GOAL
Nothing before the line containing "One pin per instance of the stone step, set" belongs in the answer; quote that line and all lines after it through the end of the material, word for word.

+++

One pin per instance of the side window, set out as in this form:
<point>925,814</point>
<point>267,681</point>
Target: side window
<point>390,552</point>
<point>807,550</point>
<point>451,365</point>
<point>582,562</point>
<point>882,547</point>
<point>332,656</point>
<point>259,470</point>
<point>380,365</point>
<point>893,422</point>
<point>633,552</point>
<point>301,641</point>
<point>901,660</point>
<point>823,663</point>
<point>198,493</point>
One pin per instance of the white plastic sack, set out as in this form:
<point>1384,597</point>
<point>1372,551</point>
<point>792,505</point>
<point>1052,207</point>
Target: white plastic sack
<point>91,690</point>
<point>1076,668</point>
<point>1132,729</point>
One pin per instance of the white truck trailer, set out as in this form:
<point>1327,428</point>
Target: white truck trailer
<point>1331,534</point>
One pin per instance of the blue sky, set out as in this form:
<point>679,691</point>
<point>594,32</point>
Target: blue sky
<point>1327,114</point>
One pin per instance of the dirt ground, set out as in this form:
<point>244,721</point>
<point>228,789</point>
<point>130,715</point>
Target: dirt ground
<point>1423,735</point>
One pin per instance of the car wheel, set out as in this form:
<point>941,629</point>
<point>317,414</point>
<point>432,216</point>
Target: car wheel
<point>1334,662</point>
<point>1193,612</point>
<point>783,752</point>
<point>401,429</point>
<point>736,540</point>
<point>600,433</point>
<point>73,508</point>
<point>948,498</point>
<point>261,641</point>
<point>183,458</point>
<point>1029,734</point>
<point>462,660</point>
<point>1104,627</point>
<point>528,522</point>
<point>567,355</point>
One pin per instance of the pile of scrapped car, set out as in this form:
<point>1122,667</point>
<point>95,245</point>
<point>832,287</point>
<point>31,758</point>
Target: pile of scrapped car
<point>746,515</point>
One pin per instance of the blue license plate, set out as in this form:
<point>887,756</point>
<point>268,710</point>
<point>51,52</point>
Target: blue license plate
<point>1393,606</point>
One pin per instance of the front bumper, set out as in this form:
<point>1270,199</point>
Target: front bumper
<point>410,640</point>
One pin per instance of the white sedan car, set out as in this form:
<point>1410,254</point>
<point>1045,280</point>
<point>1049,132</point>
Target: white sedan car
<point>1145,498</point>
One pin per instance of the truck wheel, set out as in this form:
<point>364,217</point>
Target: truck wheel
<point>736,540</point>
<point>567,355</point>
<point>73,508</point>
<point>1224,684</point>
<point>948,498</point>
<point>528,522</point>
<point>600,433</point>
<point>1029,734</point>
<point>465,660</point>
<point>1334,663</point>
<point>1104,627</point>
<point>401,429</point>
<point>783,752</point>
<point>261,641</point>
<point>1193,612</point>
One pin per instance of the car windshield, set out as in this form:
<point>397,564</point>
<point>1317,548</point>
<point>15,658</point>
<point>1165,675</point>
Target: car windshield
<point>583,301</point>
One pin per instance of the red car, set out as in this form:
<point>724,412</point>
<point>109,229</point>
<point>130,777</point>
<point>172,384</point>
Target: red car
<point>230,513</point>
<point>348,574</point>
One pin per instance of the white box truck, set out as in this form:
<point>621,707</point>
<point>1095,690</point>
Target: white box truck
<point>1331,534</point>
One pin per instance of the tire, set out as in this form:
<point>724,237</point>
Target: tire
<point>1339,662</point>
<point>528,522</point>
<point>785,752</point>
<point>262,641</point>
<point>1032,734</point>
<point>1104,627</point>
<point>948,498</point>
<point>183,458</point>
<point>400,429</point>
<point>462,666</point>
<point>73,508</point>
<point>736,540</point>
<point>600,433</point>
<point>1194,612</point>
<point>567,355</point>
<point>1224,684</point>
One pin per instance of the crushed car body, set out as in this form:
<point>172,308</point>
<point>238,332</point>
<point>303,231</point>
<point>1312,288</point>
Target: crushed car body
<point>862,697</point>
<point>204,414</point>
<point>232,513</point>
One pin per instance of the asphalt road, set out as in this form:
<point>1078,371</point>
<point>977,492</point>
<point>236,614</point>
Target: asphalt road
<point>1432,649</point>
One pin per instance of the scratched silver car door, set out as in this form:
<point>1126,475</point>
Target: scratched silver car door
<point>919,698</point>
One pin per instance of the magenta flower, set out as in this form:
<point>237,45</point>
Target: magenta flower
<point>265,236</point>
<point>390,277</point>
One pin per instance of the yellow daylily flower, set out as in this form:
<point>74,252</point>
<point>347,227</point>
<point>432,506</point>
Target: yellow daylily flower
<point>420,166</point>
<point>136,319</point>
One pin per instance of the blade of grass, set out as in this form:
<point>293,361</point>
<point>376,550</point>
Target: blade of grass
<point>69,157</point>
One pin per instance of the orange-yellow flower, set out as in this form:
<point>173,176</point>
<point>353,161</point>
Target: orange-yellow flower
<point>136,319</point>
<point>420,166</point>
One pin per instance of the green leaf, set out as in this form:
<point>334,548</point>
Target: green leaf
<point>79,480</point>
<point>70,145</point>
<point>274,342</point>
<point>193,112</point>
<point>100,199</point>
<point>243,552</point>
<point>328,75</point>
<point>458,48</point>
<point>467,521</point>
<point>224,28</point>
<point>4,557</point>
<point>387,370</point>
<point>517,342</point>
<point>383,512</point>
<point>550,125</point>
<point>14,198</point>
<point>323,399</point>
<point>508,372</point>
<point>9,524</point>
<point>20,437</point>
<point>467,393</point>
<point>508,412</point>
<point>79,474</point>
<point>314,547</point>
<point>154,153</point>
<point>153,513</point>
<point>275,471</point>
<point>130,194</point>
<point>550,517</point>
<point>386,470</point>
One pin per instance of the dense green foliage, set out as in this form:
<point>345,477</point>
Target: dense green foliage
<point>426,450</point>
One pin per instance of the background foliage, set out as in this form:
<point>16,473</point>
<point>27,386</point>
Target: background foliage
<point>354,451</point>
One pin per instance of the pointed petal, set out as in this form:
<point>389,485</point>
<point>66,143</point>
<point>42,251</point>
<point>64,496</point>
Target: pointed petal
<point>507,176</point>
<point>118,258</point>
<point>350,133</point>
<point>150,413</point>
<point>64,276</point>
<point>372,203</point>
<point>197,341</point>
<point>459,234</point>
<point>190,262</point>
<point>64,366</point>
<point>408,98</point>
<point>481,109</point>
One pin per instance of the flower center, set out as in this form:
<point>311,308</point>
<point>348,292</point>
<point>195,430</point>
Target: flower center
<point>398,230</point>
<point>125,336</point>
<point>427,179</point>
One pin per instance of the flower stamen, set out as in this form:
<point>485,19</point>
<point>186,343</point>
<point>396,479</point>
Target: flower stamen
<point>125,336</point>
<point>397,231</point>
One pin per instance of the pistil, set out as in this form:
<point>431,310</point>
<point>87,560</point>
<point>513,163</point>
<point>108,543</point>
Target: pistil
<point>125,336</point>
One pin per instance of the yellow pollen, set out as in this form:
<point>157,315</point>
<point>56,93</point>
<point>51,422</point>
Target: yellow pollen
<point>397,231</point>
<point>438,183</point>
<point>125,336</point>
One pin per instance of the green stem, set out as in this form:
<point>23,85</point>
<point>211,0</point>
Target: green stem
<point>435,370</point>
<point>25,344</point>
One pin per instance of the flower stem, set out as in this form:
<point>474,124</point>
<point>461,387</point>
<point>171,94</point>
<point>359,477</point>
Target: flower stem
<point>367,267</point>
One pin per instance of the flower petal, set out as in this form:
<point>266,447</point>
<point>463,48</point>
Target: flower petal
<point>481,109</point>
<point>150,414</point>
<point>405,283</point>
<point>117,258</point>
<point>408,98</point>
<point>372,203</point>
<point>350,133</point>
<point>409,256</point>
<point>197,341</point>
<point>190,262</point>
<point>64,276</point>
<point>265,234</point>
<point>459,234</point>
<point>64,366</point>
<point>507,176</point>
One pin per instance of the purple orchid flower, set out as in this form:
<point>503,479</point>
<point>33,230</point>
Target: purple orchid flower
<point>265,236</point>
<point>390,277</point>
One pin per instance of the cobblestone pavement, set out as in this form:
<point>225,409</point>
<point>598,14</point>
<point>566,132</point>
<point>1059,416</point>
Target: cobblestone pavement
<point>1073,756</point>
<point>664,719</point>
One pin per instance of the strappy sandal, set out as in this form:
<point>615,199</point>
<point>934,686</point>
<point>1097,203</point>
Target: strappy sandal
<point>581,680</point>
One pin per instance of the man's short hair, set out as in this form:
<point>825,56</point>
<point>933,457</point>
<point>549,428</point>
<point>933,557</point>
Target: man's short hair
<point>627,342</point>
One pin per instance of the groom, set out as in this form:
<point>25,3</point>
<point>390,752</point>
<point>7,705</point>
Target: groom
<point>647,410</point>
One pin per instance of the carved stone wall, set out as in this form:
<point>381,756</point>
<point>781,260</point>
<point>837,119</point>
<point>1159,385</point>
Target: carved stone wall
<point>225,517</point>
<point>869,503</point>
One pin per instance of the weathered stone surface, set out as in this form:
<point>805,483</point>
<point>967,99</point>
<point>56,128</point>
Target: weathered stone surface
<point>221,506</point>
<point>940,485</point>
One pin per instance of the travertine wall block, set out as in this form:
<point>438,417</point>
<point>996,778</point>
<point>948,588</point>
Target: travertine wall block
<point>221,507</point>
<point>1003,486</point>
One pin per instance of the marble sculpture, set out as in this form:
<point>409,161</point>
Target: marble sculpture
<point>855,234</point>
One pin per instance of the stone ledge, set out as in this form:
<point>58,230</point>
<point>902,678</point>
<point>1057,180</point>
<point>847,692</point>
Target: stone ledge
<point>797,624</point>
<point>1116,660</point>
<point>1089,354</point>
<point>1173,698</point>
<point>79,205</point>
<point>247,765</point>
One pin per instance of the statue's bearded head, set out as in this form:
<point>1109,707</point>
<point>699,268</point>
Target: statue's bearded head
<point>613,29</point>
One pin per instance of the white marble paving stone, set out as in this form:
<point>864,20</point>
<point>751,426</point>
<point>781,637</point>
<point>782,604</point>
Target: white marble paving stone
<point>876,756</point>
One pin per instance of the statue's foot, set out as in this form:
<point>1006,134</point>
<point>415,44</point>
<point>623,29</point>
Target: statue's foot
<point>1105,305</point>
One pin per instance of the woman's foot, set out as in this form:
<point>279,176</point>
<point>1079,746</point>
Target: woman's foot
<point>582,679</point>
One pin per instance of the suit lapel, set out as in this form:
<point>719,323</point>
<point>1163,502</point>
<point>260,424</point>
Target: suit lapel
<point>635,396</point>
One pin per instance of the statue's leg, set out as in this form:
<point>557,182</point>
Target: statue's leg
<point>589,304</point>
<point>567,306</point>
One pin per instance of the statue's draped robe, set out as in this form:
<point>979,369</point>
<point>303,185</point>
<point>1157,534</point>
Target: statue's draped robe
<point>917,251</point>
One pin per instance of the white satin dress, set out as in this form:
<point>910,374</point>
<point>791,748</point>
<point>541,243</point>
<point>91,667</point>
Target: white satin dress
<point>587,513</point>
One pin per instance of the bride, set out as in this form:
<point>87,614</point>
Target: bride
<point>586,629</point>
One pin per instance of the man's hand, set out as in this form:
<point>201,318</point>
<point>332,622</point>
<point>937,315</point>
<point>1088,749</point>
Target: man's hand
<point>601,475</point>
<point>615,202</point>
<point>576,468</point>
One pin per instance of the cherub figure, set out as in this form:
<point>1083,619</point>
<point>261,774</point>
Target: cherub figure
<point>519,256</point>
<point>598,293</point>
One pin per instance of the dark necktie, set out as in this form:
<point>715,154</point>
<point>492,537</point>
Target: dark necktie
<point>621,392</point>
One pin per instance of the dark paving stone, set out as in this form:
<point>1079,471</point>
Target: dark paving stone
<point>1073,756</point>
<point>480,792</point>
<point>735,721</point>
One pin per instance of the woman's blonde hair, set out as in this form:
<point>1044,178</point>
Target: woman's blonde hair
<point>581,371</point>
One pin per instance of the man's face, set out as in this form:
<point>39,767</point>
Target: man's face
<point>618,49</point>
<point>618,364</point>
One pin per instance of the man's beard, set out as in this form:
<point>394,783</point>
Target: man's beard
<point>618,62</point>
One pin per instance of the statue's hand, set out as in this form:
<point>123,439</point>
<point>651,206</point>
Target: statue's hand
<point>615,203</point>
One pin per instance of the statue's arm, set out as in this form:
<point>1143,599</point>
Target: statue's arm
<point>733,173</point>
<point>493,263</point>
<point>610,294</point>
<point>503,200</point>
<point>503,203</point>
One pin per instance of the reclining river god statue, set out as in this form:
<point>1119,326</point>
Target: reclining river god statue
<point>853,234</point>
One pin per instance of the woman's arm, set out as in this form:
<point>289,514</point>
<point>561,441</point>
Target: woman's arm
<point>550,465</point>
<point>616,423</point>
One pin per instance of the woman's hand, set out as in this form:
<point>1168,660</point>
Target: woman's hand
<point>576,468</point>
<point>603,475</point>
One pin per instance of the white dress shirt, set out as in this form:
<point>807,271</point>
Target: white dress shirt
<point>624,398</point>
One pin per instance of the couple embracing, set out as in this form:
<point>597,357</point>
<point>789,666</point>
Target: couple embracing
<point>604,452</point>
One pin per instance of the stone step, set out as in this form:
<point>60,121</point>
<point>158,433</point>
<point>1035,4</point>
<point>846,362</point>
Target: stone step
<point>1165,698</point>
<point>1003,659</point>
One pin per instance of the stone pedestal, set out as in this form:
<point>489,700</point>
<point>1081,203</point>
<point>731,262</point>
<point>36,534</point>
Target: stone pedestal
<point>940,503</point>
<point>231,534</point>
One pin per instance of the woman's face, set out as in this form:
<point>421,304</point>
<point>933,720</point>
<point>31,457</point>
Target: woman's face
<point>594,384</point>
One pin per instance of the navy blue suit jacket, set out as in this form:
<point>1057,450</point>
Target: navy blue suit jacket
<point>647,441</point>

+++

TASK RESULT
One pin per instance of the stone step, set out as in this form:
<point>60,121</point>
<point>158,433</point>
<point>1035,4</point>
<point>846,362</point>
Target: stone step
<point>1165,698</point>
<point>1003,659</point>
One pin per instance of the stone pedestal, set out as in this form:
<point>489,700</point>
<point>1081,203</point>
<point>731,262</point>
<point>36,534</point>
Target: stone pedestal
<point>940,503</point>
<point>231,534</point>
One pin per instance of the woman's face, set out as in this form:
<point>421,304</point>
<point>933,720</point>
<point>31,457</point>
Target: woman's face
<point>594,384</point>
One pin per instance of the navy blue suit jacket, set out as in this form:
<point>1057,450</point>
Target: navy blue suit jacket
<point>647,441</point>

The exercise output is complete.